[Task list]:
(1) In the study text on bifid T waves below, what minimum duration and voltage must the notch between the two peaks have for a T wave to count as bifid?
(2) Please continue the study text on bifid T waves in children, picking up right after its final sentence.

(Document text Opens)

The T wave is rarely bifid, apart from patients with long QT syndrome or subjects treated with antiarrhythmic drugs. At times, a U wave partially superimposed upon the T wave is responsible for an apparently bifid T wave. Bifid T waves, in contrast, have been described in normal children in the past, but the phenomenon has not received any attention in recent years, to the extent that it is not mentioned in current textbooks of paediatric cardiology. Aim of the present study was to determine the incidence and clinical counterpart of bifid T waves in a paediatric population.
We selected 604 consecutive children free from clinically detectable heart disease; subjects whose electrocardiogram showed a bifid T wave underwent a complete clinical and echocardiographic examination. In addition, the electrocardiograms of 110 consecutive adults have also been analyzed. A T wave was considered as bifid whenever it was notched, being the 2 peaks separated from each other by a notch with duration ≥ 0.02 sec and voltage ≥ 0.05 mV. Moreover, in 7 children with bifid T wave in lead V2 further precordial recordings were obtained: a small electrode was gradually moved from V1 to V3, and 4 additional leads were recorded: 2 between V1 an V2, and 2 between V2 and V3.

(Document text Closes)
(Data section Opens)

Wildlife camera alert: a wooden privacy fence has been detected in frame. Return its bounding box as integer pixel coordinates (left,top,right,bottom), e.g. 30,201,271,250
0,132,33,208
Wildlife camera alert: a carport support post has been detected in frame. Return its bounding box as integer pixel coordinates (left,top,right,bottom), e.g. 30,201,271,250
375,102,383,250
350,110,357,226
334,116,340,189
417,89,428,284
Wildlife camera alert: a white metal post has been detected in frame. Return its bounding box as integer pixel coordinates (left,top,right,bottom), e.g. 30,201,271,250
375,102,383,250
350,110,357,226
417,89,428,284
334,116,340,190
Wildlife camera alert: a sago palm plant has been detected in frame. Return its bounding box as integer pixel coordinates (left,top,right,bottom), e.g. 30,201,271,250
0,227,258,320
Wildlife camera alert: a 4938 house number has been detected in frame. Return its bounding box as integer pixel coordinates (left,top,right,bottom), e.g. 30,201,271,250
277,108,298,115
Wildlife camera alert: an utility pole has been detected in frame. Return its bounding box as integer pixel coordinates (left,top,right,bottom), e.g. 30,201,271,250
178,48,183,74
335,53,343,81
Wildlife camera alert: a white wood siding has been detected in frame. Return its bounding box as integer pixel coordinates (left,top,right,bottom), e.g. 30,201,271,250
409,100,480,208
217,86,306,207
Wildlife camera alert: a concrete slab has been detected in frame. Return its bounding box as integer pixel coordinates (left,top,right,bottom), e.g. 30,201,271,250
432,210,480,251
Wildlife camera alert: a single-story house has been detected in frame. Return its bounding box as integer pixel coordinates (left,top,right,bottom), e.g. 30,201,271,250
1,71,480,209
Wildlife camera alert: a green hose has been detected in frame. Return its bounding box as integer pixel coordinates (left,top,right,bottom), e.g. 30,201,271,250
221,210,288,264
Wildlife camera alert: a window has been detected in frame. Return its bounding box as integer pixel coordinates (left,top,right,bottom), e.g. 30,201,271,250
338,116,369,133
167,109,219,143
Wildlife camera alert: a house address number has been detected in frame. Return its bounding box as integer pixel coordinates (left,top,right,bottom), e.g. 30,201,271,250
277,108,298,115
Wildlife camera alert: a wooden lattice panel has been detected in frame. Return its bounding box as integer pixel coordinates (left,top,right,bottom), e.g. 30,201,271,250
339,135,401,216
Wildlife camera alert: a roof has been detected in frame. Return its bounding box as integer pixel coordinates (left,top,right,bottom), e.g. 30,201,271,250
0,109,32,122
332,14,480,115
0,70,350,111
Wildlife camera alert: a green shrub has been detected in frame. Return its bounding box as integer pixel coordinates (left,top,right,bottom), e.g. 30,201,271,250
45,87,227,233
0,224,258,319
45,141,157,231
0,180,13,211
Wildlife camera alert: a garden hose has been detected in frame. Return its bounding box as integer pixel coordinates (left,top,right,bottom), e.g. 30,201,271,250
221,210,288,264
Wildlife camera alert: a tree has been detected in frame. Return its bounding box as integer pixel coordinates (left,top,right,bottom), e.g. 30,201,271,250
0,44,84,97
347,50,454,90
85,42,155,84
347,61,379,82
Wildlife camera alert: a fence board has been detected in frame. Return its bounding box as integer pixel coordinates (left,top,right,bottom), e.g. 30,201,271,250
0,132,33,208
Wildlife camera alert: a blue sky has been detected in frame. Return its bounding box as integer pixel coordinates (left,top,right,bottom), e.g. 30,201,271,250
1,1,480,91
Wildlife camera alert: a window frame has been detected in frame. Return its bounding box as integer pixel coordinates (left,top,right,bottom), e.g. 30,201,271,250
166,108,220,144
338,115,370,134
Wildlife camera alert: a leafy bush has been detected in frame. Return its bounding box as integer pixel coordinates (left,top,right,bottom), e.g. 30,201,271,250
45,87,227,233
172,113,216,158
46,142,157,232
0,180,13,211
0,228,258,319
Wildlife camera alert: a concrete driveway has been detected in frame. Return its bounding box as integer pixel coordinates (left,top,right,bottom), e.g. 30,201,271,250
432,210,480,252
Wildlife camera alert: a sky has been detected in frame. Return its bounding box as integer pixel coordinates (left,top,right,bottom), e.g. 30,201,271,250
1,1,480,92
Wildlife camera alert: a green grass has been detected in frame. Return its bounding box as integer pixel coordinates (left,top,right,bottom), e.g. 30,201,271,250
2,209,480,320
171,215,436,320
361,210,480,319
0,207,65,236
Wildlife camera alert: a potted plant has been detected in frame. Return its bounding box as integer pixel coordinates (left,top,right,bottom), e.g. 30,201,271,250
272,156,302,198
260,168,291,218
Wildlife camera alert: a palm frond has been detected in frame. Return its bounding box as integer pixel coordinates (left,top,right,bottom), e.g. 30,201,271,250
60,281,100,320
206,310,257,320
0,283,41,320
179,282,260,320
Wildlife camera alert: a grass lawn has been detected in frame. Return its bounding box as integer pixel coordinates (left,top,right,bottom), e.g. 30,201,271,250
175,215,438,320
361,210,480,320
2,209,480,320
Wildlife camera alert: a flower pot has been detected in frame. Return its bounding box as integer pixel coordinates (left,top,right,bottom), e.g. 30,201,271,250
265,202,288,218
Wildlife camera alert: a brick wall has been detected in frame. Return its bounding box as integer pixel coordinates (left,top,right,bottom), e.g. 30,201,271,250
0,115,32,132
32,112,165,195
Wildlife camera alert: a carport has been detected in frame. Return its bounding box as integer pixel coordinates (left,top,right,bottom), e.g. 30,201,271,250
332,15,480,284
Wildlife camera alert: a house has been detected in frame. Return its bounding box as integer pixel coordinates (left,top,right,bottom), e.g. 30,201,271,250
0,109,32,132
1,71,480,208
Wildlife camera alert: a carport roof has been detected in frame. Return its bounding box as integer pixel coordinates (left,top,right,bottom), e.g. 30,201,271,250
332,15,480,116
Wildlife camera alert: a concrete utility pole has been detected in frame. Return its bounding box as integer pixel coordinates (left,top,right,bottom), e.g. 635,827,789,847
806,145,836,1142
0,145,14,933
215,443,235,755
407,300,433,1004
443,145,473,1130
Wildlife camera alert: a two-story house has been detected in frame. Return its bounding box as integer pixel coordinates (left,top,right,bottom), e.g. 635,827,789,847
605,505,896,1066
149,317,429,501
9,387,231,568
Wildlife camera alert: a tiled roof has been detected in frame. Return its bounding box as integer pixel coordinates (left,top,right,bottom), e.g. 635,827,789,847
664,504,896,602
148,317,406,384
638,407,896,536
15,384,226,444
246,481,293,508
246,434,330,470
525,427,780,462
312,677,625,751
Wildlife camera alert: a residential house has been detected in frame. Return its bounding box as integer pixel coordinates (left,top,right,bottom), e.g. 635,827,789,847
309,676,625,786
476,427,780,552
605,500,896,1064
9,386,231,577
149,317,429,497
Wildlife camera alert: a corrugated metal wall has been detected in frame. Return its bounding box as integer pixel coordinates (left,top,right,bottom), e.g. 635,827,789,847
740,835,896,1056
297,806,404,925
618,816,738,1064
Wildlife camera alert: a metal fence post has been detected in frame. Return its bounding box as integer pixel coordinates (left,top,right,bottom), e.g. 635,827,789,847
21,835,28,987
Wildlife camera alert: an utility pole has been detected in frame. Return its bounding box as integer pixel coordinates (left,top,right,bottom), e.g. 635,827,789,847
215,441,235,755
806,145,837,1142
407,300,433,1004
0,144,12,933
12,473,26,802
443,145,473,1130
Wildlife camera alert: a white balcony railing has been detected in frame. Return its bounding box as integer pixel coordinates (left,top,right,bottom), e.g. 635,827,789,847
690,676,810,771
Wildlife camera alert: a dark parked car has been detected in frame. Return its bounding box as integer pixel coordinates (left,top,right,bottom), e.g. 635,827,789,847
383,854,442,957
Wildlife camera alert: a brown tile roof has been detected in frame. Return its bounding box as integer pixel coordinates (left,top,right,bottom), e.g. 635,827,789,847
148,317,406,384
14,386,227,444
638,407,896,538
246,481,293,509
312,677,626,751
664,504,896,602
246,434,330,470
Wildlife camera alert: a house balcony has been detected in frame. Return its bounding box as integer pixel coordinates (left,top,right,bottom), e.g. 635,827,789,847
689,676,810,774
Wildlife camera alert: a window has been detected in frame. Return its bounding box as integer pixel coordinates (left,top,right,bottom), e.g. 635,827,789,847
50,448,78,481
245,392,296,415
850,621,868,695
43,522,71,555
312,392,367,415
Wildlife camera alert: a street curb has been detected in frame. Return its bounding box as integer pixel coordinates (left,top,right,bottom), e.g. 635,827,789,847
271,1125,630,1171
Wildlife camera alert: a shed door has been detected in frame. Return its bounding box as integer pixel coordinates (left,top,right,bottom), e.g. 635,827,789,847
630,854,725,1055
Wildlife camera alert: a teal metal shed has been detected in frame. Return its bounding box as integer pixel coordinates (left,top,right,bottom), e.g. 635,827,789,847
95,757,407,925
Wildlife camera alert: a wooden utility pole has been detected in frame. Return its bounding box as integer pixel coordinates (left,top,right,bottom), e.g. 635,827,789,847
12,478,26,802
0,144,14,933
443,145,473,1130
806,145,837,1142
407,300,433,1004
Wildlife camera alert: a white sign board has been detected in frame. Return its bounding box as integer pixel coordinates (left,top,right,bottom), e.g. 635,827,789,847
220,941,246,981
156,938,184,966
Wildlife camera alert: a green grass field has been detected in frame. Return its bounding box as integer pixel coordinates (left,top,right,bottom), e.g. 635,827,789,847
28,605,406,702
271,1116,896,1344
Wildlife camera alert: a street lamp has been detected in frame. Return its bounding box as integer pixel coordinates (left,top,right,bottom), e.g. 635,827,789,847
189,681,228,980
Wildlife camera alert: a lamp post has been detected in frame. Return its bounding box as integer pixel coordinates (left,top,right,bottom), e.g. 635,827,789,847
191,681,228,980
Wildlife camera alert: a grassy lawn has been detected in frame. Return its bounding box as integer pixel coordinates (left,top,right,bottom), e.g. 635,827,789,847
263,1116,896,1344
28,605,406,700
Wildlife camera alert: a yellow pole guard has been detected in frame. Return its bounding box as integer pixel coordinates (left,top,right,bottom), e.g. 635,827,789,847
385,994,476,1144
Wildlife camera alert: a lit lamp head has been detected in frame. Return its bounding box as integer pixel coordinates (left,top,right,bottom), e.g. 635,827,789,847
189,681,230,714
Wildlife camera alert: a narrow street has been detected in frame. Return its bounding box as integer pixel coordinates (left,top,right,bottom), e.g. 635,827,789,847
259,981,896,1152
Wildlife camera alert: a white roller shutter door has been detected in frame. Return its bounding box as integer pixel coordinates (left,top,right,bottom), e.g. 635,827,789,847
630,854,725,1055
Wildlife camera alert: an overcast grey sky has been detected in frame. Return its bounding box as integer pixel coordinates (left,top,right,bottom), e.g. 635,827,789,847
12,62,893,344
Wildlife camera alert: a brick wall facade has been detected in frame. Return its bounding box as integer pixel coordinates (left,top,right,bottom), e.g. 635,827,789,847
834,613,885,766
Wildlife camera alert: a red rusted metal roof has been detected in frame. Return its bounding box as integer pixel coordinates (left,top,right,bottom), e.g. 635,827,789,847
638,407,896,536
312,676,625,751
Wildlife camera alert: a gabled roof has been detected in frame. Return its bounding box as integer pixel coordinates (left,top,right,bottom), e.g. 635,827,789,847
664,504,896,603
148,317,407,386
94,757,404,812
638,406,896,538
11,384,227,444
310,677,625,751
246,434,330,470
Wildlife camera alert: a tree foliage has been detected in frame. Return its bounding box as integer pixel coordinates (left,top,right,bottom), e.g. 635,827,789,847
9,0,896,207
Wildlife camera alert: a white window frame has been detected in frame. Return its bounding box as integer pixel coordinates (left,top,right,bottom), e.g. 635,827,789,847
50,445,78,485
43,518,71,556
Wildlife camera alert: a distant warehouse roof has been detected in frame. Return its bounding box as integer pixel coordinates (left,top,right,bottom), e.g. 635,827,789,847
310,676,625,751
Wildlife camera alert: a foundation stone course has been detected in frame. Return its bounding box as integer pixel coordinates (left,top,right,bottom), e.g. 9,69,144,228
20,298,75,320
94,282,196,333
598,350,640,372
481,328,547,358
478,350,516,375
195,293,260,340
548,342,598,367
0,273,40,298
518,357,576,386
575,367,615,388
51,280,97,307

(Data section Closes)

[Answers provided]:
(1) A duration of at least 0.02 sec and a voltage of at least 0.05 mV.

(2)
A bifid T wave was observed in 110 children (18,3%), with a relatively age-related incidence; the highest rate of bifid T waves (53%) occurred in the group of 5-year-old children. The bifid T wave was detected only in lead V2 in 51 cases (46,4%), only in lead V3 in 5 cases (4,6%), in both leads V2 and V3 in 50 cases (45,4%), and in leads other than V2 and V3 in 4 cases (3,6%). In the adult group, none of the examined electrocardiograms showed bifid T waves in any lead.
In the bifid T wave paediatric population, the echocardiogram did not reveal any abnormality, apart from 3 subjects which had an asymptomatic mitral valve prolapse; a trivial mitral and/or tricuspid regurgitation detected by color Doppler, as well as a patent foramen ovale in infants, were not considered as abnormal findings. The QTc interval was normal in all of the subjects; the average QTc interval was not different in the bifid T wave population (402 ± 46 msec) with respect to the control group (407 ± 39 msec).
The incidence of bifid T waves in leads V2 and V3 in normal children is high, and awareness of this phenomenon avoids possible misinterpretations leading to a diagnosis of ECG abnormalities.